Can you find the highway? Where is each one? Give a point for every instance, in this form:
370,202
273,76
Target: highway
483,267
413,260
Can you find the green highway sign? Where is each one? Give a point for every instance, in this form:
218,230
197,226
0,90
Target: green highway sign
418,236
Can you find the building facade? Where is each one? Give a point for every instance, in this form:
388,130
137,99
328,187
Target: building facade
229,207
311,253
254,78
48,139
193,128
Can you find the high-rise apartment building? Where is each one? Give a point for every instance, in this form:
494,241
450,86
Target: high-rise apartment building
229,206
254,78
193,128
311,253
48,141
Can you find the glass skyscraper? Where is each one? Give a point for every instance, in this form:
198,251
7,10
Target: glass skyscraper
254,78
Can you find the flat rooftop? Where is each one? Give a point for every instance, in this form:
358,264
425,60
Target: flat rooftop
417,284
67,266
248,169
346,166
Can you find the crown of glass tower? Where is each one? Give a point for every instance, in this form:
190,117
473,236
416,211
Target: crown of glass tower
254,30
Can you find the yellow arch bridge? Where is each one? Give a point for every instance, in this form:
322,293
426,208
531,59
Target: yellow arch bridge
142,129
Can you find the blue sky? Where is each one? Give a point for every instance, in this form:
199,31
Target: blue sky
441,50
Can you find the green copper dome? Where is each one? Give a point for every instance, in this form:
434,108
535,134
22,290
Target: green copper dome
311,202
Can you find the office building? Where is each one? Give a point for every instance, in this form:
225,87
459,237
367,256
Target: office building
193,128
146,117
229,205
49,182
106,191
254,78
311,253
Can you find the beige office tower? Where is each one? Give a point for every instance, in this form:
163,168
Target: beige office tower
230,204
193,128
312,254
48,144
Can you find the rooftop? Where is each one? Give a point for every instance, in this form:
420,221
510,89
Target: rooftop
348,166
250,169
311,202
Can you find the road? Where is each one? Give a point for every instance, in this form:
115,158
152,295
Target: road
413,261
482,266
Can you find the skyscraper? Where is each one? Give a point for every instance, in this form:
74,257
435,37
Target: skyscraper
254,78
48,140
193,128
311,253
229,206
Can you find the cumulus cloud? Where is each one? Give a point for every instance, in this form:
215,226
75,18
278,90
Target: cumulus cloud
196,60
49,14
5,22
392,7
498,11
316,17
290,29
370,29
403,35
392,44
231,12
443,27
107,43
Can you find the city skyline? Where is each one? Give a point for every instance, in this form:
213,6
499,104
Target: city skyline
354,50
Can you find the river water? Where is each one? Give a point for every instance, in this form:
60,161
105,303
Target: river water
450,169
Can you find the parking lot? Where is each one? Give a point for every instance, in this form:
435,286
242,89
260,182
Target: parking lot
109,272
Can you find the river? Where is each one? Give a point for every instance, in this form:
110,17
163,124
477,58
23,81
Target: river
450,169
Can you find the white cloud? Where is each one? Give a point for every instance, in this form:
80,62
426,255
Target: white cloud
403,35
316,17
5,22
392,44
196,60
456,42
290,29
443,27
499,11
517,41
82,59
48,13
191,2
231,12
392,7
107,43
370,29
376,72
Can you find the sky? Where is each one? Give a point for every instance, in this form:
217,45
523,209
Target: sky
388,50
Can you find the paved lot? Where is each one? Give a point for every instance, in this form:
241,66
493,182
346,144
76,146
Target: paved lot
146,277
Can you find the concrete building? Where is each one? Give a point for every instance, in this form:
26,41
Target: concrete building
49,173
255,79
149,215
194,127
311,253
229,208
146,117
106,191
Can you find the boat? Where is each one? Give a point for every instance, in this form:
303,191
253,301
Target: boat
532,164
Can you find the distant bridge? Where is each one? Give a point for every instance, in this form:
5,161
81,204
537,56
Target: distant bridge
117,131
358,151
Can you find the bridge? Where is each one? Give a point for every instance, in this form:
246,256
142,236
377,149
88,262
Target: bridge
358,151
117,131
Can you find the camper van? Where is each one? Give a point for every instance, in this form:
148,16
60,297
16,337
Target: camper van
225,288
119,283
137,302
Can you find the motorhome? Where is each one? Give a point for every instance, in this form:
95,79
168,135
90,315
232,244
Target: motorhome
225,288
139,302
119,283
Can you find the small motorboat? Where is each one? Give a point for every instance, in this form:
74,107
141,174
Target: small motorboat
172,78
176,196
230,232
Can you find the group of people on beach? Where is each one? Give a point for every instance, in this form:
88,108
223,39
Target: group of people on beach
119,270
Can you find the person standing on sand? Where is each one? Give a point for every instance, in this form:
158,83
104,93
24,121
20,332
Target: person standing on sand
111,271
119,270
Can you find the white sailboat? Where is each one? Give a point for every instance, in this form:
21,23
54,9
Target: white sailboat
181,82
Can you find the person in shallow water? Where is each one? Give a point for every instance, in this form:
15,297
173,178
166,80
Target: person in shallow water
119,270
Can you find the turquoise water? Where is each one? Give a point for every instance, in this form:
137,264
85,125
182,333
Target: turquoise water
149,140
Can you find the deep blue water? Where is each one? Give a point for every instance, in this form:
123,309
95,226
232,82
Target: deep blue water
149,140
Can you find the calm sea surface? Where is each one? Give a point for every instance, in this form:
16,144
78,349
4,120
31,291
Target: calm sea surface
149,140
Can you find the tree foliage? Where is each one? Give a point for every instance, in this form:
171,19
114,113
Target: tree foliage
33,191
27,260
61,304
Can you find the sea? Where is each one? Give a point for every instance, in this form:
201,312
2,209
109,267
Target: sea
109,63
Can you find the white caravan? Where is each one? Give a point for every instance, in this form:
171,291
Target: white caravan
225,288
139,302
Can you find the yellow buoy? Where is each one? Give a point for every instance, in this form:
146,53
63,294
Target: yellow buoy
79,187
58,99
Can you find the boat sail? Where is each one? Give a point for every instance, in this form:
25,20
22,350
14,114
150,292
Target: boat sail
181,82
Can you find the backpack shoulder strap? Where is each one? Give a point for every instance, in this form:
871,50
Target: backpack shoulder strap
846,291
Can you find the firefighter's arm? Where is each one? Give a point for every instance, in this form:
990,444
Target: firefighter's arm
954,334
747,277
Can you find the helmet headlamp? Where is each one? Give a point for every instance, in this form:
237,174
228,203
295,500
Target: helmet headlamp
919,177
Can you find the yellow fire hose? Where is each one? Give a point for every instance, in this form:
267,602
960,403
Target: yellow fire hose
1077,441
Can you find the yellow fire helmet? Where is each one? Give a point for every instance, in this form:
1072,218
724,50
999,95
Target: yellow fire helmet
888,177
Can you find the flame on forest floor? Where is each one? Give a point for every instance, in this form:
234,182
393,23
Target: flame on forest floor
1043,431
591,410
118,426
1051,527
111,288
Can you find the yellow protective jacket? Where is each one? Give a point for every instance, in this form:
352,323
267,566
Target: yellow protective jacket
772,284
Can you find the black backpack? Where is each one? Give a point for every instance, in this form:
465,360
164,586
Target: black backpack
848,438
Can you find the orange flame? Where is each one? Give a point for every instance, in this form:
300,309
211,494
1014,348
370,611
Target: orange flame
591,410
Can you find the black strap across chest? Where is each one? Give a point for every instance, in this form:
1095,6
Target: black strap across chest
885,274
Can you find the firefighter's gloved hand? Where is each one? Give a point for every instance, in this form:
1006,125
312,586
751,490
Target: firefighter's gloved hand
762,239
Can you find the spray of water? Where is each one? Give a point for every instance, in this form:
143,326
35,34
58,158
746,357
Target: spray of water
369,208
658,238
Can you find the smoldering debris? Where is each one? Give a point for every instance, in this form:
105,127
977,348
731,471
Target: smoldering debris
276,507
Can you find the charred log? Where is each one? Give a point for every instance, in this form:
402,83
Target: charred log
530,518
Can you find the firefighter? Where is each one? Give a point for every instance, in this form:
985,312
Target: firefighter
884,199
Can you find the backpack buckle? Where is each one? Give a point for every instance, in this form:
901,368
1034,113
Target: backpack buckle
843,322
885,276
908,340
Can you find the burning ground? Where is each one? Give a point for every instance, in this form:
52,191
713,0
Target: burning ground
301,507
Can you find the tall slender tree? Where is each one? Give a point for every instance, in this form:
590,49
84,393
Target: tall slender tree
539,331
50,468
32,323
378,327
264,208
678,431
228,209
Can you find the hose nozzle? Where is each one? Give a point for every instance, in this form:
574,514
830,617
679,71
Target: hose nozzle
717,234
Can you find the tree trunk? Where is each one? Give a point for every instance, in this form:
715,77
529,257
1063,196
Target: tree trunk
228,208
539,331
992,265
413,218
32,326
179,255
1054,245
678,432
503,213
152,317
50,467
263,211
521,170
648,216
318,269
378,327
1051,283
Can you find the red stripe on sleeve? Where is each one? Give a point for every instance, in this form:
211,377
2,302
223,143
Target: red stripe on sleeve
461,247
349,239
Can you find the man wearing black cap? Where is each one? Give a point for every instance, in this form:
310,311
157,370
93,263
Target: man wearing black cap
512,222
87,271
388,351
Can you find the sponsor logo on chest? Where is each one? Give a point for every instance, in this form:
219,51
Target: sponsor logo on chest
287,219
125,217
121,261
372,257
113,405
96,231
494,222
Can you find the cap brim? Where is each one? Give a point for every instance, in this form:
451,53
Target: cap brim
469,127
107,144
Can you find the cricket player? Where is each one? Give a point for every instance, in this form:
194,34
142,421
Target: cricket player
§ §
### Task directions
Exactly and exclusively, repeat the lines from the line that contains "Can you find the red" through the end of the records, both ends included.

### Correct response
Can you find the red stripe on sleeve? Where is each one? Give a point for every instance, in this form:
211,377
2,302
223,143
Target: red stripe on sleeve
461,247
349,239
Can you find the man wearing black cap? Where is each one? Give a point for every instance, in this form:
310,311
157,370
93,263
Target: man wearing black cap
512,222
87,271
388,351
Can you find the sponsor logo on chest? Where is each one? Give a point for every instance, in this form:
219,51
Target: sponsor logo on chest
287,219
125,217
121,261
372,257
113,405
96,231
494,222
Can you find the cap brim? Where is each one? Give a point for every instance, in this form:
451,53
Target: cap brim
469,127
107,144
Can you find the cricket player? Where is each one? Give a point for every instance, in this form:
194,34
142,421
Target: cricket player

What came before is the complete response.